§ Required work:
**1)** Quote the flood response passage word for word, starting at "Some responses from" and ending at "diagnosis of malaria.".
**2)** List every action the flood response passage says the World Health Organization (WHO) took.

§ Passage provided:
>>>>

With the exception of the governorate of Marib, which was able to mobilize local authorities and create a special taskforce, most of the local authorities in other governorates were not able to take immediate action.

Given that local councils have limited ability to provide short-term services on the ground and carry out long-term strategies, local and international NGOs may "bypass the local councils as an implementation mechanism."

=== International response ===
Since most of the governorates requested external emergence, international donors, in collaboration with national NGOs, "remained the main or even only source of much needed disaster assistance, by delivering and distributing relief materials."

Some responses from international organizations include:
- From July to mid-August 2020, the International Organization for Migration (IOM) reached more than 34,000 people with shelter materials and emergency relief items, flood prevention measures, access to clean water, health services and protection support.
- The World Health Organization (WHO) supported trauma teams and ambulances, set up epidemiological early warning detection points, supplied fuel to hospitals, worked with health authorities to prepare rainfall and floods preparedness and response plan, provided the Central Public Health Laboratory with equipment, trained laboratory technicians on the microscopic diagnosis of malaria.

<<<<

§ Provided data:
>>>>

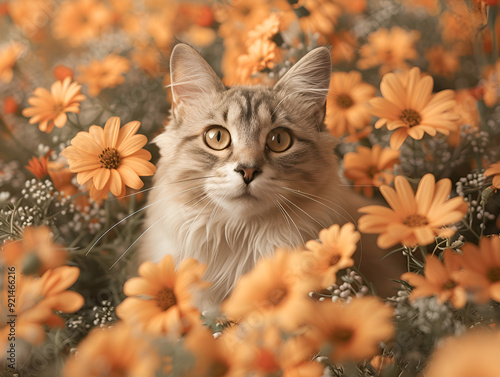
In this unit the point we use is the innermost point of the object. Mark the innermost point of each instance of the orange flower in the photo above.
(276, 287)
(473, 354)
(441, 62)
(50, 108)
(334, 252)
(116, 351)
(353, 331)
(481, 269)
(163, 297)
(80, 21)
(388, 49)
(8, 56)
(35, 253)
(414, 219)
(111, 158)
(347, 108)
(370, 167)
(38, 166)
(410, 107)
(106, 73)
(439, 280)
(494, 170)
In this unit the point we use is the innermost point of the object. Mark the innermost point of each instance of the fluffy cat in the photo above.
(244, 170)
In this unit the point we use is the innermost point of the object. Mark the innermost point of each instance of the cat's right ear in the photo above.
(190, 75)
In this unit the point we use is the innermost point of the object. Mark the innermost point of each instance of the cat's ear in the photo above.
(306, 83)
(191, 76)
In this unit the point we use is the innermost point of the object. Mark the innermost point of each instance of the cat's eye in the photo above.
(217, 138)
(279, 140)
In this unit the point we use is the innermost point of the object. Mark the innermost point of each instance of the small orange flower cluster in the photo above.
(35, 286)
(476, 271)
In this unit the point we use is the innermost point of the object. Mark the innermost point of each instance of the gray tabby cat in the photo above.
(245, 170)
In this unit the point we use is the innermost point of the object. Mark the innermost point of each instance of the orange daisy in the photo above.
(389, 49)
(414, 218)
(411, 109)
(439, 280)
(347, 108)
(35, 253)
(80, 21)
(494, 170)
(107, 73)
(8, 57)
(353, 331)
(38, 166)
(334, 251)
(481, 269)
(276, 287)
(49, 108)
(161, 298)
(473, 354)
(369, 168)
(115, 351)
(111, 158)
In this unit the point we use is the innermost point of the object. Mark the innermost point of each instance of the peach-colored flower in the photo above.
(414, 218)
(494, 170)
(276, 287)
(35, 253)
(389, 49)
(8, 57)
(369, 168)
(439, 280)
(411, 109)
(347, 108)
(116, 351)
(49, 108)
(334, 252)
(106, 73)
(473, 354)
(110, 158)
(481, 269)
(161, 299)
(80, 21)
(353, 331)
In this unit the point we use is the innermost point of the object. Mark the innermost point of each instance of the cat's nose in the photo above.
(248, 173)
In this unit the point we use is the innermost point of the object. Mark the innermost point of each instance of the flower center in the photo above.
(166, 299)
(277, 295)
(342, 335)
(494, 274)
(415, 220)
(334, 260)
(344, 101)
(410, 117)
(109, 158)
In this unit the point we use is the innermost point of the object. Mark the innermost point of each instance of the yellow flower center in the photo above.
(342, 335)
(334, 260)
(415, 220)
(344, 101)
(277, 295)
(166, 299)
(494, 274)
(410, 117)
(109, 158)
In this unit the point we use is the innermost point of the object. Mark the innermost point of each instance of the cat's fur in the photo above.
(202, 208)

<<<<
>>>>

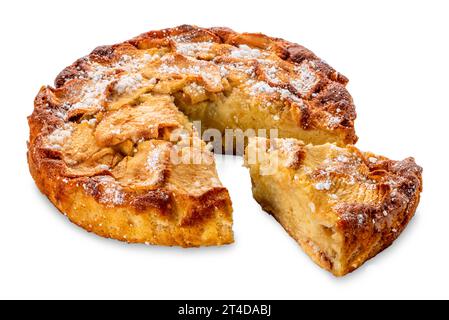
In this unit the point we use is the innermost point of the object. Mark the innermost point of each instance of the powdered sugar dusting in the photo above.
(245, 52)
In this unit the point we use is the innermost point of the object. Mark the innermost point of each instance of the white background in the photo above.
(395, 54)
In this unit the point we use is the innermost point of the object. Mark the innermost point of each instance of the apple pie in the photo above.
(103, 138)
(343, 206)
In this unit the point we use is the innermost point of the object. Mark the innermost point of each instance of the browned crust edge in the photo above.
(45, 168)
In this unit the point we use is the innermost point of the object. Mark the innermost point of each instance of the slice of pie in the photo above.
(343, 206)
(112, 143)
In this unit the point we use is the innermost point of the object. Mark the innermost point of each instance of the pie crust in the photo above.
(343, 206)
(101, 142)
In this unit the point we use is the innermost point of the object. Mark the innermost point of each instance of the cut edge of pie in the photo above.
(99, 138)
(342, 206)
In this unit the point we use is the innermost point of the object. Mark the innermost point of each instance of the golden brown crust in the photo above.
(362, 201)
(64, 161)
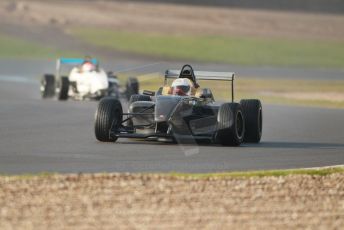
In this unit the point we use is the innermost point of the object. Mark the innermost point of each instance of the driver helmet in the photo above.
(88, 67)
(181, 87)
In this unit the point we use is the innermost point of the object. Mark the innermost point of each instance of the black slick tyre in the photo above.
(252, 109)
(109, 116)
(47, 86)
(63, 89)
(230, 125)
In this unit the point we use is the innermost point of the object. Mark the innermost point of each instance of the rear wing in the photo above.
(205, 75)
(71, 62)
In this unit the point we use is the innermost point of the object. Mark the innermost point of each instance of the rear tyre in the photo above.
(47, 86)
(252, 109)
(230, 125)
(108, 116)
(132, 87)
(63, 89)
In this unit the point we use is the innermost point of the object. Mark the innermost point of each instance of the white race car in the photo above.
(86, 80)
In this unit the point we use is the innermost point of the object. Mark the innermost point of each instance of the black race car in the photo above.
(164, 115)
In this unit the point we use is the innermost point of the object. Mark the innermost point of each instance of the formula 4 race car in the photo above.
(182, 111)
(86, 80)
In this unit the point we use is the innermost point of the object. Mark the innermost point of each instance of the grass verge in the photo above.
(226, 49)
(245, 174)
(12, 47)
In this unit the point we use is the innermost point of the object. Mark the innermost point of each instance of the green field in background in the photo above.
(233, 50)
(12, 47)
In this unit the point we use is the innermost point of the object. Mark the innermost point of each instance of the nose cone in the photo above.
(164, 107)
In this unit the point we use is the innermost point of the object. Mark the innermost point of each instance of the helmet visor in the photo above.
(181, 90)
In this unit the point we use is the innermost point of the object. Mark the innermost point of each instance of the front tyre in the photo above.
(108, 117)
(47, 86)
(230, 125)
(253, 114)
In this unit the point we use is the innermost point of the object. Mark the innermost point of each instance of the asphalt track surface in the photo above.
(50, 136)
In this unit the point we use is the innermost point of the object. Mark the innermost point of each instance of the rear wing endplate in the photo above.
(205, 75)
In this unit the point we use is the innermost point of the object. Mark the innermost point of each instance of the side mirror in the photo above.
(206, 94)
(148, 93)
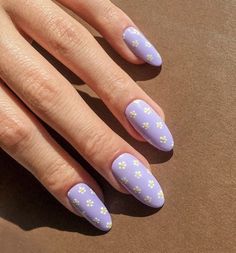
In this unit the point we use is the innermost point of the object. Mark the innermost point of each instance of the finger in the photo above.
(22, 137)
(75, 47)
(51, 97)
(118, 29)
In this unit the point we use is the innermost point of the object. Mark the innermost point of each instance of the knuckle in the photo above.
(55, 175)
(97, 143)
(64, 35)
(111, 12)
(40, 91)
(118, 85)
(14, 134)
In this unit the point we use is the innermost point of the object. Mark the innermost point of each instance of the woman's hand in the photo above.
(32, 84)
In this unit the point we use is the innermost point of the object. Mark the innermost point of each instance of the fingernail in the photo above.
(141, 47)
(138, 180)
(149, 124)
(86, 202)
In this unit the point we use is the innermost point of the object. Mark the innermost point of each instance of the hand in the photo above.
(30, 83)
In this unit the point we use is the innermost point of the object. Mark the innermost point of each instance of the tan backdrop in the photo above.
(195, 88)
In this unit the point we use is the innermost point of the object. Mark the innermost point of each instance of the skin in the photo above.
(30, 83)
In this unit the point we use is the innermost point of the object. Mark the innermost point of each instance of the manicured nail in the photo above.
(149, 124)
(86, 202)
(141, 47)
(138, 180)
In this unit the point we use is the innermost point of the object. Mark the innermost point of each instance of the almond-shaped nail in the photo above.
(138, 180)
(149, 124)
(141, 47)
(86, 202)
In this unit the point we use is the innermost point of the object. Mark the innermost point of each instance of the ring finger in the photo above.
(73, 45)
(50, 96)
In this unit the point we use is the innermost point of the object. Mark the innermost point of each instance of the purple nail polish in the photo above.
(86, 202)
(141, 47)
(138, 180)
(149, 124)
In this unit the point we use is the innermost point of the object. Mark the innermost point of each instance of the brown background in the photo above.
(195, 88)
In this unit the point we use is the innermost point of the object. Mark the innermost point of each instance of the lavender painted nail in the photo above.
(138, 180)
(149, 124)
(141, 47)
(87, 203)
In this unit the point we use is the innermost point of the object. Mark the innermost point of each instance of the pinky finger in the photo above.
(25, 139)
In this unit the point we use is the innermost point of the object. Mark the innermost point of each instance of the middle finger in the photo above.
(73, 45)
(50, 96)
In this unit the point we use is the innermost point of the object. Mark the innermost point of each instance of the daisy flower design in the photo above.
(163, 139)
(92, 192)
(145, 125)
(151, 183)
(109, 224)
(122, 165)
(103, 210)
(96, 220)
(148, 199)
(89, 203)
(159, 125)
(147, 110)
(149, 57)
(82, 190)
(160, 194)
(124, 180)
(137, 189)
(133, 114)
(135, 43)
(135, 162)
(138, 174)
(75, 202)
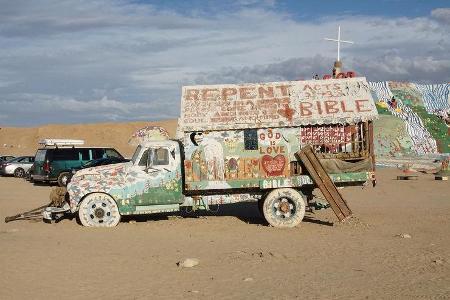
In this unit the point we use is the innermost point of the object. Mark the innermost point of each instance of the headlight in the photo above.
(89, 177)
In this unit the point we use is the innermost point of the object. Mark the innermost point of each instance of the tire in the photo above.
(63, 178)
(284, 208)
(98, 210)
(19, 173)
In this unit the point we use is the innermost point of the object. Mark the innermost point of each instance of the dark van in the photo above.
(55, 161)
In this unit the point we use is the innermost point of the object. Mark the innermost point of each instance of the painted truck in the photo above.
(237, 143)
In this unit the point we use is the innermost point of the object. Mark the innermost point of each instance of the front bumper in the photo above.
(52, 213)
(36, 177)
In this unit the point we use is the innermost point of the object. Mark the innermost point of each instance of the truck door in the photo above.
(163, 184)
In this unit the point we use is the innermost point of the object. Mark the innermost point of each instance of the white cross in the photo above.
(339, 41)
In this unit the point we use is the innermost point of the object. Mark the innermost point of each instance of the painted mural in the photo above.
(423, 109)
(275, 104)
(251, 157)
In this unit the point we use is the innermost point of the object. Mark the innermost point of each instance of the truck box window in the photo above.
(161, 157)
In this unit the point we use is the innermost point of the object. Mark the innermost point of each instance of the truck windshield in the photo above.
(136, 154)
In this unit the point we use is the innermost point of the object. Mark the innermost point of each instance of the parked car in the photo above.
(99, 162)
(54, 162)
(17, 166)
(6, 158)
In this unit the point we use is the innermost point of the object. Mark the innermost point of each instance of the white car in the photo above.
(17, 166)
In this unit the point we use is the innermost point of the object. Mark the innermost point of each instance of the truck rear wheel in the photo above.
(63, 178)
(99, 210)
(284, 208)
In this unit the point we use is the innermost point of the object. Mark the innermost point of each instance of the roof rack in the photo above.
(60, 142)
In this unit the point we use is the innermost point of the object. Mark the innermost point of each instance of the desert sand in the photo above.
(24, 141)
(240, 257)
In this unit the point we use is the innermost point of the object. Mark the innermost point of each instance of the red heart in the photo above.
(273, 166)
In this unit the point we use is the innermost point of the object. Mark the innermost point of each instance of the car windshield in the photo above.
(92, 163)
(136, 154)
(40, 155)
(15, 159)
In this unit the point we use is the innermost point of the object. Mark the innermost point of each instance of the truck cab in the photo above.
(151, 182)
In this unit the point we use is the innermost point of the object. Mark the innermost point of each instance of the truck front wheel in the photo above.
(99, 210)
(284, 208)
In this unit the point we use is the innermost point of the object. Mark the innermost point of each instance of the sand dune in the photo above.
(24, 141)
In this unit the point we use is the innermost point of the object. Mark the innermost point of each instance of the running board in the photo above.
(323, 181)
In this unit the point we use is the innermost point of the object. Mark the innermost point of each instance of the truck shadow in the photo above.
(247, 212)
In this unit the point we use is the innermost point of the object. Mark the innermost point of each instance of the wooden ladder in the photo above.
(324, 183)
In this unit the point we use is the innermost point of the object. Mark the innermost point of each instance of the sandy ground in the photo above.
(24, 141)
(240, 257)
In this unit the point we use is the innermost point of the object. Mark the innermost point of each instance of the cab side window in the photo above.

<<<<

§ Solutions to the problems:
**1)**
Some responses from international organizations include:
- From July to mid-August 2020, the International Organization for Migration (IOM) reached more than 34,000 people with shelter materials and emergency relief items, flood prevention measures, access to clean water, health services and protection support.
- The World Health Organization (WHO) supported trauma teams and ambulances, set up epidemiological early warning detection points, supplied fuel to hospitals, worked with health authorities to prepare rainfall and floods preparedness and response plan, provided the Central Public Health Laboratory with equipment, trained laboratory technicians on the microscopic diagnosis of malaria.

**2)**
- Supported trauma teams and ambulances
- Set up epidemiological early warning detection points
- Supplied fuel to hospitals
- Worked with health authorities to prepare a rainfall and floods preparedness and response plan
- Provided the Central Public Health Laboratory with equipment
- Trained laboratory technicians on the microscopic diagnosis of malaria